-- start EXCERPT TO READ --
Finally, following Goodenough, we have focused on whether/how information contained in children’s drawings might be used in cognitive assessment – but we do not mean to suggest that drawings alone are sufficient to this task or that other metrics are inherently flawed. Instead we believe that structure in drawings can provide a complementary source of information to other common metrics that may better capture how patterns of developmental change across verbal and nonverbal aspects of cognition. It remains an empirical question whether richer characterization of structure in children’s drawings capture patterns of variation that elude other measures; answering this question will require application of methods like those we have developed to much larger longitudinal datasets.
-- end EXCERPT TO READ --
STATED TASK 1:
In the passage on children's drawings, what will answering the open empirical question require?
STATED TASK 2:
Decide whether each statement agrees with the passage on children's drawings. Answer yes or no, and quote the words from the passage that settle it.
(a) The authors claim that drawings alone are enough for cognitive assessment.
(b) The authors' focus on drawings in cognitive assessment follows Goodenough.
(c) The authors see structure in drawings as a complementary source of information to other common metrics.
STATED TASK 3:
Proceed with the passage on children's drawings, picking up after its final sentence.
-- start PROVIDED DATA --
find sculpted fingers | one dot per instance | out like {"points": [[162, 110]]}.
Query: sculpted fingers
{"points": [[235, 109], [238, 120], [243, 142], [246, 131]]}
-- end PROVIDED DATA --
FINAL ANSWER 1:
It will require applying methods like those the authors developed to much larger longitudinal datasets.

FINAL ANSWER 2:
(a) No: "we do not mean to suggest that drawings alone are sufficient to this task"
(b) Yes: "following Goodenough, we have focused on whether/how information contained in children’s drawings might be used in cognitive assessment"
(c) Yes: "structure in drawings can provide a complementary source of information to other common metrics"

FINAL ANSWER 3:
Conclusion

Human figure drawings have long been used as a simple, fun, and ecologically valid tool for estimating the development of cognition over childhood. Variants of the checklist method pioneered by Florence Goodenough remain in widespread use today in the assessment of drawings, and are able to capture important information about a child’s mental abilities in a manner that taxes many cognitive faculties but does not rely on language. The current work shows, however, that drawings encode rich, multi-dimensional structure beyond what checklists can capture, and that such structure relates more systematically to a child’s demographic and mental characteristics than checklists have suggested. These patterns extend across time and culture, can be efficiently measured with contemporary computational/behavioral methods, and offer a new window into patterns of cognitive change over time in the developing child.